What is required:
Only those lines running from the line that contains "Exercise. Point out the red shop" through the end of the material are to be written out, each exactly as shown.

=== Section Start ===

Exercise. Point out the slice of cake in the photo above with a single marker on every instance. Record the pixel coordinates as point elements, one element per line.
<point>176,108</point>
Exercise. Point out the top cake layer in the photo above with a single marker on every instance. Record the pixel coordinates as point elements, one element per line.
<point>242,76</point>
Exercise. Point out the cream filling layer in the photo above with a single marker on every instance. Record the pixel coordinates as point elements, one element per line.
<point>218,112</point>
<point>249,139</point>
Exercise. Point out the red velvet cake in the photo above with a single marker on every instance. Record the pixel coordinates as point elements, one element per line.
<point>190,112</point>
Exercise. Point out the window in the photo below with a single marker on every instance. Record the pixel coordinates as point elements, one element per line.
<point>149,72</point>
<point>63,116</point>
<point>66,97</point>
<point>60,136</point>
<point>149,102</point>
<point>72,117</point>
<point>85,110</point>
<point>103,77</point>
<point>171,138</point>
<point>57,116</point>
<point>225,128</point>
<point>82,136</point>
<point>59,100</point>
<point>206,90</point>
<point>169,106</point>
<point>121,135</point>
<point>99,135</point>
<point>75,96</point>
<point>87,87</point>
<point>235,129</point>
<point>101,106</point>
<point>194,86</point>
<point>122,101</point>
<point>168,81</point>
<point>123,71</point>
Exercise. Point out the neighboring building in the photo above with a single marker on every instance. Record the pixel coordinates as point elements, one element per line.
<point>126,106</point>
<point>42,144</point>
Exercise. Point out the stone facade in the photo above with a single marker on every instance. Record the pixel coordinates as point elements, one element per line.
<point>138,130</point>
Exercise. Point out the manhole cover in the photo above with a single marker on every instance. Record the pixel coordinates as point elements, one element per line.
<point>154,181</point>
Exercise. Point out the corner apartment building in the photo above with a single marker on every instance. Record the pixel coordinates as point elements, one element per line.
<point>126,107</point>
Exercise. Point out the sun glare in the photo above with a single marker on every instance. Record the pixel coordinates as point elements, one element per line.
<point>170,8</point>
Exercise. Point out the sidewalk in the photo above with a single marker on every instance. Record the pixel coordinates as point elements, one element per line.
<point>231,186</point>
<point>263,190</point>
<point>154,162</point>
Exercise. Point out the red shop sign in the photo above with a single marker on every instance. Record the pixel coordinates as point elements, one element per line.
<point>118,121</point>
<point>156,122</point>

=== Section End ===

Your solution:
Exercise. Point out the red shop sign in the photo above with a single marker on every instance. Record the pixel coordinates as point elements, one element per line.
<point>118,121</point>
<point>156,122</point>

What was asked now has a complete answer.